RECORDS SHOWN ->
^^^^^^^^
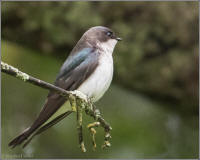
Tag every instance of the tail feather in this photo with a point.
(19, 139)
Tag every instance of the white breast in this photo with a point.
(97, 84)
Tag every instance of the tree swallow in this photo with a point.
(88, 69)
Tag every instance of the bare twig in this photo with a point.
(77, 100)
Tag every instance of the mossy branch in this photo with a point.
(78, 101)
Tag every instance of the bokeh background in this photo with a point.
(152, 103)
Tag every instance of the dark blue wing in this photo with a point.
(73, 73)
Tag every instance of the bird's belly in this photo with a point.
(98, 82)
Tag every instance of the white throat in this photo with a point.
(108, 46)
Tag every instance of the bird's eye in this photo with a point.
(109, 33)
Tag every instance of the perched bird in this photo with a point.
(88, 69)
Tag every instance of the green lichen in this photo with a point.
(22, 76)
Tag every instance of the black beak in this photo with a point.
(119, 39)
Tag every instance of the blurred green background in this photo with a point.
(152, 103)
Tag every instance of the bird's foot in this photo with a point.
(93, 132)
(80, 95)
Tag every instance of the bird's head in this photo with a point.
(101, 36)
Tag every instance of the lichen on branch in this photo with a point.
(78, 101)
^^^^^^^^
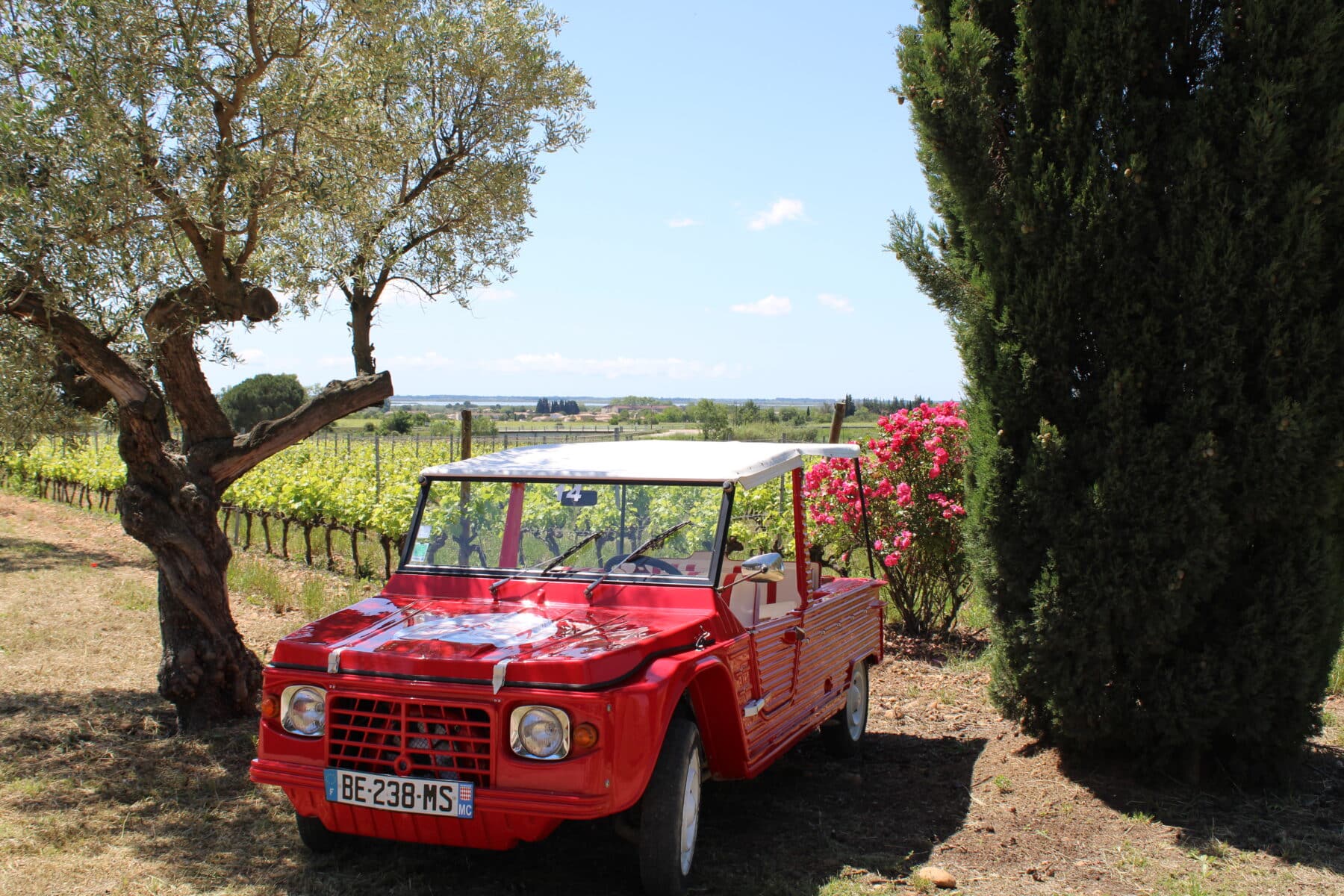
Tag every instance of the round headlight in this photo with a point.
^^^^^^^^
Select and copy each line of the items above that contains the string "background", matching uppercase and lowercase letters exactly.

RESPONSE ->
Tag every instance of the bokeh background in this photo with a point.
Tag every instance of the blurred green background in this photo with a point.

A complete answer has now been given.